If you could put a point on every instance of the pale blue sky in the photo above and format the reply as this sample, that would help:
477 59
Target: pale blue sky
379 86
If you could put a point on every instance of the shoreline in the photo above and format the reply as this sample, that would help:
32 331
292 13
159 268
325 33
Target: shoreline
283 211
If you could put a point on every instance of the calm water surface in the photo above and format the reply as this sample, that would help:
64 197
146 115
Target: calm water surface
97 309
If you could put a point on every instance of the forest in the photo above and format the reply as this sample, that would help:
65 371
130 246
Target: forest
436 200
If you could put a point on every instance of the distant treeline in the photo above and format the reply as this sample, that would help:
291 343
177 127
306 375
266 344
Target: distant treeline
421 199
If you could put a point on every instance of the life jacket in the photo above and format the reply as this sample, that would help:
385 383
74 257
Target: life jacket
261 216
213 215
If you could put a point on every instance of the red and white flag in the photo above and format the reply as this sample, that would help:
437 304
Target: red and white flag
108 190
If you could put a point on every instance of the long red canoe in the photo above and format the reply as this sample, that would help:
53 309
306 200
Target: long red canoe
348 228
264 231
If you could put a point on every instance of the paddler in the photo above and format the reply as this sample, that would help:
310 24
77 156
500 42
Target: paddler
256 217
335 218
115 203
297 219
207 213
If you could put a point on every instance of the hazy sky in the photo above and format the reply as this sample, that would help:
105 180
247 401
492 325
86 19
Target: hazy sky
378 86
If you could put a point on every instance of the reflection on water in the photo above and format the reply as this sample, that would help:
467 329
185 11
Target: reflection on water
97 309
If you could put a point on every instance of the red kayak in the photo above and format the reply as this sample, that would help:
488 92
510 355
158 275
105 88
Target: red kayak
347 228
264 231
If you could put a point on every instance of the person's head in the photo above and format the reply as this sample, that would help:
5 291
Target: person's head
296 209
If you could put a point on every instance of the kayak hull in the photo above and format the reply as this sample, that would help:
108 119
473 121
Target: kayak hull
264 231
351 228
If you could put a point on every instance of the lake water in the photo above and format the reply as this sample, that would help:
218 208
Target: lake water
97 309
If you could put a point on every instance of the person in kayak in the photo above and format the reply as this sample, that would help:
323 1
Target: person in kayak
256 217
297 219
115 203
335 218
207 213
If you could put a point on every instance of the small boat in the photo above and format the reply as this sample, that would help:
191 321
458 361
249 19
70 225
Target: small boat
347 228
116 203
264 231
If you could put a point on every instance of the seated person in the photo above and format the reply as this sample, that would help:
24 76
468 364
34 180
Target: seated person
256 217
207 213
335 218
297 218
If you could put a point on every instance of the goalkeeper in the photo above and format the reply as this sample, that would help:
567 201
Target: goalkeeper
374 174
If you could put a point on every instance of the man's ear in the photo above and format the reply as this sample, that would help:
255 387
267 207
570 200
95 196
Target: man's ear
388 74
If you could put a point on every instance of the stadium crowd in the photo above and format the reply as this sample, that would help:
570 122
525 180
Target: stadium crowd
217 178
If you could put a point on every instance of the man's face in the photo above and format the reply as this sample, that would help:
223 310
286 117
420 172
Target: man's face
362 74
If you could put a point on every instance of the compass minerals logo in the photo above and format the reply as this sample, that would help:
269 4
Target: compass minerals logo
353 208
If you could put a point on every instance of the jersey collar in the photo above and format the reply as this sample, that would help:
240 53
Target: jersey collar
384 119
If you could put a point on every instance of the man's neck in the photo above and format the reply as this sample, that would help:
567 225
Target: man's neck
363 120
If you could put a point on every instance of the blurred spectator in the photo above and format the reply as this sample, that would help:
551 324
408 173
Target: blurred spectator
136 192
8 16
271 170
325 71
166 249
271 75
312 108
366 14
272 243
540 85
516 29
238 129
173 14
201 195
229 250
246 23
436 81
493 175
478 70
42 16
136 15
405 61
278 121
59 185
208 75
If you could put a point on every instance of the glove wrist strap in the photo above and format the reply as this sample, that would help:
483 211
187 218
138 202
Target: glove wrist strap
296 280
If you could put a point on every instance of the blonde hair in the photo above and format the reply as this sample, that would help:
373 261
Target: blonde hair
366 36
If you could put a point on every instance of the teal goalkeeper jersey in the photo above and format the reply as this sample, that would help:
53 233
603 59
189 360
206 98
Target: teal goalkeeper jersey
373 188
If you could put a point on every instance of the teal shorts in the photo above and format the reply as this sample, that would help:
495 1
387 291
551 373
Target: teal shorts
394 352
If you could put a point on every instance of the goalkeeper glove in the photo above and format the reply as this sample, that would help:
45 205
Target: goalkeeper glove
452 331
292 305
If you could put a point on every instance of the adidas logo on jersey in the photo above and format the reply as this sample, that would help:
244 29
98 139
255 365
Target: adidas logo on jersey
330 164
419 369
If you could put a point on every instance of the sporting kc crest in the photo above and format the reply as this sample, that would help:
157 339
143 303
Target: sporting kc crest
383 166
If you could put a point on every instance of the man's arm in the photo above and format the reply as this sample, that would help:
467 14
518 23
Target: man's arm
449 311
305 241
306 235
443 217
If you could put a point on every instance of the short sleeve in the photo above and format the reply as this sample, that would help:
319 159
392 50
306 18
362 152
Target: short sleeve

--- --- ---

EXERCISE INSTRUCTIONS: Each line of the listing should be retyped exactly, with nothing left out.

YOUR RESPONSE:
If you could put a point on every instance of the pale blue sky in the photo above and format the reply as this sample, that would help:
477 59
Target: pale blue sky
379 86
If you could put a point on every instance of the shoreline in the photo above and format the reply as this sample, that would help:
32 331
292 13
159 268
325 33
Target: shoreline
283 211
If you could put a point on every instance of the calm water surface in the photo above and format the reply as this sample, that would help:
64 197
146 115
Target: calm water surface
97 309
If you could put a point on every instance of the forest in the photo above and format the reply as this sample, that would help:
65 371
130 246
Target: forest
436 200
If you could put a point on every instance of the distant treeline in the photo above and format the reply as this sample, that would help:
291 343
177 127
306 375
266 344
Target: distant treeline
421 199
If you could put a point on every instance of the life jacket in the photo above and format the reply as this sample, that would help:
385 383
74 257
Target: life jacket
261 216
213 215
If you could put a point on every instance of the red and white flag in the photo above and format the reply as this sample, that would help:
437 304
Target: red and white flag
108 190
If you could put a point on every instance of the long red canoe in the photo above and format the reply as this sample, that would help:
53 309
306 200
Target: long red canoe
348 228
264 231
If you could put a point on every instance of the paddler in the photo above and format the reply as this sample, that would help:
310 24
77 156
500 42
Target: paddler
256 217
335 218
115 203
297 219
207 213
If you could put a point on every instance of the hazy sky in the photo above and format the reply as this sample, that would help:
105 180
247 401
492 325
86 19
Target: hazy sky
378 86
If you could put a point on every instance of the reflection on water in the photo above and format the reply as this sample, that would help:
467 329
185 11
Target: reflection on water
97 309
If you could put a point on every instance of the red kayak in the photo above and format the reply as this sample, that would help:
488 92
510 355
158 275
105 88
Target: red kayak
347 228
264 231
If you could put a point on every instance of the person's head in the photo above and format the reply as this sample, that would help:
5 291
Target: person's head
296 209
If you could put a point on every instance of the kayak hull in the photo above and format the reply as this sample, that would help:
108 119
473 121
Target: kayak hull
264 231
351 228
If you could put a point on every instance of the lake water in the photo above and format the reply as this sample, that would help:
218 208
Target: lake water
97 309
If you could put a point on every instance of the person in kayak in the photo above and format the reply as this sample, that would help:
323 1
Target: person in kayak
256 217
297 219
115 203
335 218
207 213
If you could put a point on every instance of the small boat in the photo above and format the reply as this sample, that would help:
191 321
458 361
249 19
70 225
Target: small boat
347 228
116 203
264 231
If you could put a point on every instance of the seated person in the photo above and format the reply as this sample, that would help:
24 76
468 364
34 180
Target: seated person
256 217
207 213
335 218
297 218
If you could put a point on every instance of the goalkeeper in the photo above and format the reply as this sample, that would help:
567 201
Target: goalkeeper
374 174
If you could put a point on every instance of the man's ear in the photo above and format the reply as this sample, that would help:
255 387
267 207
570 200
95 196
Target: man's ear
388 74
If you could put a point on every instance of the stadium crowd in the photo above and format the reply as this sample, that would help:
570 122
525 180
Target: stadium crowd
217 178
If you could put a point on every instance of the man's face in the photo above and format the reply as this sample, that would help:
223 310
286 117
420 172
Target: man's face
362 74
If you could put a point on every instance of the compass minerals logo in the photo above and format the reply as this sample, that would help:
269 4
Target: compass minerals logo
353 208
If you could put a point on every instance of the jersey collar in the photo above and format the reply as this sample, that would help:
240 53
Target: jersey collar
384 119
If you could put a point on every instance of the man's neck in the photo above and format the reply as this sample, that would help:
567 225
Target: man's neck
363 120
If you could put a point on every instance of the blurred spectator in the photo above and format the reply as this sample, that would help:
551 324
408 173
Target: blurred spectator
136 192
8 16
271 170
325 71
166 249
271 75
312 108
366 14
272 243
540 85
516 29
238 129
173 14
201 195
229 250
246 23
436 81
493 175
478 70
42 16
136 15
405 61
278 121
59 185
208 75
If you could put a point on every instance of the glove wrist strap in the photo above and format the reply as this sample, that would help:
483 211
187 218
138 202
Target: glove wrist strap
296 280
If you could put a point on every instance of the blonde hair in the photo above and format the reply as this sample, that would help:
373 261
Target: blonde hair
366 36
If you could put a point on every instance of the teal goalkeeper jersey in the photo above and format the reply as this sample, that would help:
53 233
603 59
189 360
206 98
Target: teal goalkeeper jersey
373 188
If you could put a point on every instance of the teal shorts in the photo above and format the reply as this sample, that would help:
495 1
387 291
551 373
Target: teal shorts
394 352
If you could put a point on every instance of the goalkeeper glove in the photo above and format the reply as this sample, that would help:
45 205
Target: goalkeeper glove
452 331
292 305
If you could put a point on every instance of the adidas logo on jersey in the photo above and format the reply as this sample, that would help:
244 29
98 139
255 365
Target: adidas logo on jersey
330 164
419 369
If you could put a point on every instance of the sporting kc crest in the photo above and format the reply as this sample, that would help:
157 339
143 303
Target: sporting kc crest
383 166
If you could put a point on every instance of the man's arm in the photo above and format the reply as this sample, that would help:
467 14
518 23
Target: man's arm
449 311
305 241
306 235
443 217
If you could put a point on every instance of the short sleeve in the photo above and format the reply as this sample, that would help:
319 159
392 50
306 18
362 152
Target: short sleeve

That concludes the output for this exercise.